"""
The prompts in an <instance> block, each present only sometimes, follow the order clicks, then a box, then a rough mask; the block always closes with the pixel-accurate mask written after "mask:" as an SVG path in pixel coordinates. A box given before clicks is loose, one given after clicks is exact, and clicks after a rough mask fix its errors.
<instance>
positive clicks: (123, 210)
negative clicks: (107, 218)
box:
"""
● **Required action**
Retype the whole of the listing. Nothing may be altered or omitted.

● **Answer for this exercise**
The prompts in an <instance> block, each present only sometimes, follow the order clicks, then a box, then a rough mask; the block always closes with the pixel-accurate mask written after "mask:" as an SVG path in pixel coordinates. A box given before clicks is loose, one given after clicks is exact, and clicks after a rough mask fix its errors.
<instance>
positive clicks: (123, 210)
negative clicks: (107, 218)
box:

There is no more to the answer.